## What the exercise asks
In the confidence interval notes, what is the quantity α called?

═══ Page text

Interpreted through repeated sampling: If we repeatedly sample from the population, we would expect \((1-\alpha)100\)% of the confidence interval to contain \(\mu\).

Interpreting a CI

Correct Interpretation

✅ Over repeated sampling, this confidence interval procedure is expected to produce intervals that contain \(\mu\) about \((1-\alpha)100\%\) of the time.

✅ We are \((1-\alpha)100\%\) confident that \(\mu\) lies in the \((1-\alpha)100\%\) CI.

  • e.g. we are 95 percent confident that the true population mean lies within \(1.96\cdot \frac{\sigma}{\sqrt{n}}\) of the observed sample mean.

Incorrect Interpretations

❌ We are confident that the interval contains the true population parameter \(\mu\).

❌ There is a \((1-\alpha)100\%\) probability that \(\mu\) lies in this interval.

Large Sample Confidence Intervals

Large Sample Confidence Intervals

For large (\(n \geq 30\)) random samples from a population with mean \(\mu\) and variance \(\sigma^2\) a \((1- \alpha)100\)% confidence interval for \(\mu\) is given by:

\[ \bar x \pm \underbrace{z_{\alpha/2}\cdot \frac{\sigma}{\sqrt{n}}}_{\text{Margin of Error}} \]

  • where \(z_{\alpha/2}\) is the value such that \(\Pr(-z_{\alpha/2} < Z< z_{\alpha/2}) = 1-\alpha\).
  • \(z_{\alpha/2} \cdot \frac{\sigma}{\sqrt{n}}\) is the margin of error.

Confidence and Significance Level

  • The confidence level \(C = (1 - \alpha)100\)% describes the reliability of the CI procedure.

  • The quantity \(\alpha\) is called the significance level.

  • We can choose the confidence level to suit the situation. Common choices include:

    • \(C = 90\% \implies \alpha = 0.10\)
    • \(C = 95\% \implies \alpha = 0.05\) \(\leftarrow\) most common
    • \(C = 99\% \implies \alpha = 0.01\)

Calculating a 95% CI

Constructing a 95% confidence interval

Exercise 1 A random sample of size \(n\) = 100 has a sample mean of \(\bar x\) = 21.6. Assuming the population standard deviation is know to be \(\sigma =\) 5.1, construct a 95% confidence interval for \(\mu\).

Finding \(z_{\alpha/2}\)

  • If we are constructing a 95% CI, this implies \(\alpha = 0.05\) (since (1 - 0.05)*100 = 95).
  • Hence we need to find \(z_{\alpha/2} = z_{0.05/2} = z_{0.025}\)

══════
═══ Data supplied

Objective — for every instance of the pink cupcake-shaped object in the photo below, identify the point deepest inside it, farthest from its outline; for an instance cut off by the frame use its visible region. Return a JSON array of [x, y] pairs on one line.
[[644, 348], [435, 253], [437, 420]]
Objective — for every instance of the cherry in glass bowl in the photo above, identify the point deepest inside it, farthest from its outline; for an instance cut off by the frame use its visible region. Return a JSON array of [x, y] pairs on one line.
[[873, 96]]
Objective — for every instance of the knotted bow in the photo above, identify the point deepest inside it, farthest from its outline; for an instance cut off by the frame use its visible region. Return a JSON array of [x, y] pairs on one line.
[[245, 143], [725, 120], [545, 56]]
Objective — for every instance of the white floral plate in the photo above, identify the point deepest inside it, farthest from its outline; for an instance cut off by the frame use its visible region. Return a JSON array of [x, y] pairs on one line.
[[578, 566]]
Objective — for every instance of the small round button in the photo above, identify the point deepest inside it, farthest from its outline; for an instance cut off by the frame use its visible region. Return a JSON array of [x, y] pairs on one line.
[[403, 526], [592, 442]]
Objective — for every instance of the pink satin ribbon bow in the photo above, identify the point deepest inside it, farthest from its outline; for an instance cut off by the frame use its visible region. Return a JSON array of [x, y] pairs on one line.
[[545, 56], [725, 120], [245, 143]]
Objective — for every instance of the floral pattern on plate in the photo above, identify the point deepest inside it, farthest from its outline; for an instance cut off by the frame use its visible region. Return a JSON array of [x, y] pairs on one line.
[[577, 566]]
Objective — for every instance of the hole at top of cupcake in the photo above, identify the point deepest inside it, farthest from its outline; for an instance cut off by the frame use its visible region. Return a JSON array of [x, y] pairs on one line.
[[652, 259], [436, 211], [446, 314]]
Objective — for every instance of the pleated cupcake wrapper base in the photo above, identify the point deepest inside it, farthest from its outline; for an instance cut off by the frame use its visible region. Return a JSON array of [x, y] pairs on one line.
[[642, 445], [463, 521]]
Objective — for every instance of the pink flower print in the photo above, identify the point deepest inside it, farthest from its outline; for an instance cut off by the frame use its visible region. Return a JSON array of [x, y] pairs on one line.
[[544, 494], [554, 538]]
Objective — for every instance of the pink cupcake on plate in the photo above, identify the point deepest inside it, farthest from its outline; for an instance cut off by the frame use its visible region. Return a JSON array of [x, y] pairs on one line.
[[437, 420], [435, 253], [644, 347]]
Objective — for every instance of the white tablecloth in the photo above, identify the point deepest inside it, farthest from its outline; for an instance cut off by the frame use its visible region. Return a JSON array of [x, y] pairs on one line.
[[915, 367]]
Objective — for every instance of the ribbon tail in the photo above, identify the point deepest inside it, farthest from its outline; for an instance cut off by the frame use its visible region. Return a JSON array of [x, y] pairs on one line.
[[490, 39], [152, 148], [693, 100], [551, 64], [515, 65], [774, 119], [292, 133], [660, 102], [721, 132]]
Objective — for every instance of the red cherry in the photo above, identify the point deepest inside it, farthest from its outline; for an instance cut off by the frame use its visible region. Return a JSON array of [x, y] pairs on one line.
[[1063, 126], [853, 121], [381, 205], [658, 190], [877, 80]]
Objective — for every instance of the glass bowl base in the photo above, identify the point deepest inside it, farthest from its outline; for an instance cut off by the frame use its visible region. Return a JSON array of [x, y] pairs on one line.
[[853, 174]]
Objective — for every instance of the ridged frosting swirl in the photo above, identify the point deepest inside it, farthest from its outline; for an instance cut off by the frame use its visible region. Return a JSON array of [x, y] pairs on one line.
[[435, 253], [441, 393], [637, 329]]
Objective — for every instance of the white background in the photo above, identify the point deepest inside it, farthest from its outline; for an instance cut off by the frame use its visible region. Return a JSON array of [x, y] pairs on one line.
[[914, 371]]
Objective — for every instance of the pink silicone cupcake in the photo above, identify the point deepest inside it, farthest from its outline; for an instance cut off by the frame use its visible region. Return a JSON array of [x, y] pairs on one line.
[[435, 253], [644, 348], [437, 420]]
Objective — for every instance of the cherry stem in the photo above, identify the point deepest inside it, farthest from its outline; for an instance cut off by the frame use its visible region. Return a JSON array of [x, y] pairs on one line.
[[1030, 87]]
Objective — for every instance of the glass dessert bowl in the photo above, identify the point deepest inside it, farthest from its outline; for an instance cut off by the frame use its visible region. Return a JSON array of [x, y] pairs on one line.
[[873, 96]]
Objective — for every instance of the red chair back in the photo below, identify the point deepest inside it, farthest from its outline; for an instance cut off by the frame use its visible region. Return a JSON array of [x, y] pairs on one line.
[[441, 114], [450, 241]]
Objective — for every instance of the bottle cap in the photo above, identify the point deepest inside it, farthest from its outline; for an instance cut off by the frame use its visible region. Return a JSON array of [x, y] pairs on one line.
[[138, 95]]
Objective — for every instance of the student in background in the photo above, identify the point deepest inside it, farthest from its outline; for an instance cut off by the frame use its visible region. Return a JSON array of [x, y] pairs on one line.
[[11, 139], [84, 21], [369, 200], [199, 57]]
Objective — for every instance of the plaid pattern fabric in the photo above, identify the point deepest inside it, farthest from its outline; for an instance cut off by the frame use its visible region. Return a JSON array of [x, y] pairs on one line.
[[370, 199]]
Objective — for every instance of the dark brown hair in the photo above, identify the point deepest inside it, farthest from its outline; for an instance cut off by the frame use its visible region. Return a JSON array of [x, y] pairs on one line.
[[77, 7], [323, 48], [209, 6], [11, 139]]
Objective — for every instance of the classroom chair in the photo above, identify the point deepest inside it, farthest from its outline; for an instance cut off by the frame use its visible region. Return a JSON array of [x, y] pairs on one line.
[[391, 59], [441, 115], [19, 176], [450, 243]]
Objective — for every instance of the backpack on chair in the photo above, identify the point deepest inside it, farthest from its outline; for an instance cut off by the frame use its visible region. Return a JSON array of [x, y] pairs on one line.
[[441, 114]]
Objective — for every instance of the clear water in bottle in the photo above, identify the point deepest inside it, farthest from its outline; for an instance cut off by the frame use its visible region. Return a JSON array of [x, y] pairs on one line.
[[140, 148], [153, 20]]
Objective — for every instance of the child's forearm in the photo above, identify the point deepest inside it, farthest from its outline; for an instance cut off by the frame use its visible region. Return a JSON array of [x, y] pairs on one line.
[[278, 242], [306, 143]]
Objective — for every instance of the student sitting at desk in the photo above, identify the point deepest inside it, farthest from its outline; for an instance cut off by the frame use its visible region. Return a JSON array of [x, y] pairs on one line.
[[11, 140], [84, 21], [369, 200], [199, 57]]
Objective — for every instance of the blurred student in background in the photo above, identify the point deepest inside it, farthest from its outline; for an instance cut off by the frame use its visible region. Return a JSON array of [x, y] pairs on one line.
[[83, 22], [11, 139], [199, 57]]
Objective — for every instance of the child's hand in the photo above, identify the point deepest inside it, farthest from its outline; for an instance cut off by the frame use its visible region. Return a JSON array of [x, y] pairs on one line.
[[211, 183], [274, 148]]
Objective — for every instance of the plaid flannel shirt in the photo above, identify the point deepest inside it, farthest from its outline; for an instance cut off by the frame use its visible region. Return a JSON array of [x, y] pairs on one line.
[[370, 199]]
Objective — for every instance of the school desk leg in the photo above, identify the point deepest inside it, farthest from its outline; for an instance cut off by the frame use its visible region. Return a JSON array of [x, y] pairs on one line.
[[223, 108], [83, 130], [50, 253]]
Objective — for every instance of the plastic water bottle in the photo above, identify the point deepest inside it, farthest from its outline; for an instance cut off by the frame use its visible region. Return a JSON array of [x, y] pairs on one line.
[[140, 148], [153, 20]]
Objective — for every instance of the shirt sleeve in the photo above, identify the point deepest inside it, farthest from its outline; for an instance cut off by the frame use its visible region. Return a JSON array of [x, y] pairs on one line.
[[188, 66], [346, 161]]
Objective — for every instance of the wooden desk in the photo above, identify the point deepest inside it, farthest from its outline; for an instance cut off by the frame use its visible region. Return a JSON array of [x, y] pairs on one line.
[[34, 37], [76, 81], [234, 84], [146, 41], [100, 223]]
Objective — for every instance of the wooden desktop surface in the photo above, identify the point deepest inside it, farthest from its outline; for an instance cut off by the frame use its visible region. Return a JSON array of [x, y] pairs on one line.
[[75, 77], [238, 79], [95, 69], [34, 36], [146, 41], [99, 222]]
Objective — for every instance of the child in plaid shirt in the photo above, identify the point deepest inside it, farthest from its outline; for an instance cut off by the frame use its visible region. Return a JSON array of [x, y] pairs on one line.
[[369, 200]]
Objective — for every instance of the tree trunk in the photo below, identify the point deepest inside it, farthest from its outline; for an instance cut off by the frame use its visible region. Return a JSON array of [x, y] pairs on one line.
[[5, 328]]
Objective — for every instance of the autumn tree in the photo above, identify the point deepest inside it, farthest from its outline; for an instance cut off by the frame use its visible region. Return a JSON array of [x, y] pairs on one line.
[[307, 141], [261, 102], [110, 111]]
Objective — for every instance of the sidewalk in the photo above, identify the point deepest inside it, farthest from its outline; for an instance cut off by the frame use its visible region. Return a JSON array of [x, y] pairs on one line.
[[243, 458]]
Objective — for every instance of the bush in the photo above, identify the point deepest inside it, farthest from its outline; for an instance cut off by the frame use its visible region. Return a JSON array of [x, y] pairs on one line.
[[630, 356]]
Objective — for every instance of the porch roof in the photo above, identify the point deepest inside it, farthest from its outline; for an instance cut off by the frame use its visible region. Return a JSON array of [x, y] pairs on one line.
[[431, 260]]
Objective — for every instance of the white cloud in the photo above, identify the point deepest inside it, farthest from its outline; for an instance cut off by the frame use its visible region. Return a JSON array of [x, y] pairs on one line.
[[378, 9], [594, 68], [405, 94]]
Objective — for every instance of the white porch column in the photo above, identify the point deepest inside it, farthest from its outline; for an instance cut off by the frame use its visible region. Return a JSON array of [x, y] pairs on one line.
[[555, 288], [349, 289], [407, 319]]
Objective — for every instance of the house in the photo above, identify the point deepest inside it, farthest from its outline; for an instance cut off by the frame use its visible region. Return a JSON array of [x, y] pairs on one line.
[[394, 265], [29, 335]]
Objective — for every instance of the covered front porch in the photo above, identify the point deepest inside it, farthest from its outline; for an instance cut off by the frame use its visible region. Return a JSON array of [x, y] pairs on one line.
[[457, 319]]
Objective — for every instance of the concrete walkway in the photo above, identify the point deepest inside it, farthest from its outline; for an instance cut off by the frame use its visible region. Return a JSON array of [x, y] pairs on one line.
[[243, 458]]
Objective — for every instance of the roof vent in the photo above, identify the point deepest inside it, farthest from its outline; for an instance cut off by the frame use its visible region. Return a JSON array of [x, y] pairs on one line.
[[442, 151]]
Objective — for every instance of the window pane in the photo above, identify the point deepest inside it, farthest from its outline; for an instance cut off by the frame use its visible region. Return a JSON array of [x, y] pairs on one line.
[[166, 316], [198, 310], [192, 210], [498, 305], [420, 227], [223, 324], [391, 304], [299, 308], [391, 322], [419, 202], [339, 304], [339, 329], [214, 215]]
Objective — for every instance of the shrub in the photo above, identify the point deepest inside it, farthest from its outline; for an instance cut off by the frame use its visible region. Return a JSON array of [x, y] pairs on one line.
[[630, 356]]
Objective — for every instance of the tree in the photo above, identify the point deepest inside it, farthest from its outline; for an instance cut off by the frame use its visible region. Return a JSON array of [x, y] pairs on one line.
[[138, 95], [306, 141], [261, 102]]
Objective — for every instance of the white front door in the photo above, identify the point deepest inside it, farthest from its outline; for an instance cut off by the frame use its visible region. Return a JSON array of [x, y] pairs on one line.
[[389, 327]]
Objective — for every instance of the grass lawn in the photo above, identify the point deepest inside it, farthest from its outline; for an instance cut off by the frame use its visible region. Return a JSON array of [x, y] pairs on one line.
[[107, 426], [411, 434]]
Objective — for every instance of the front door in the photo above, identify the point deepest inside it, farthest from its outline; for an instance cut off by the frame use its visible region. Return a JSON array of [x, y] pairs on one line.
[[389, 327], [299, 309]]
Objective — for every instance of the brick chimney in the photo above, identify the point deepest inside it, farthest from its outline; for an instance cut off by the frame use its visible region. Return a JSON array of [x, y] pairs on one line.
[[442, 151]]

══════

## Result of this exercise
The significance level.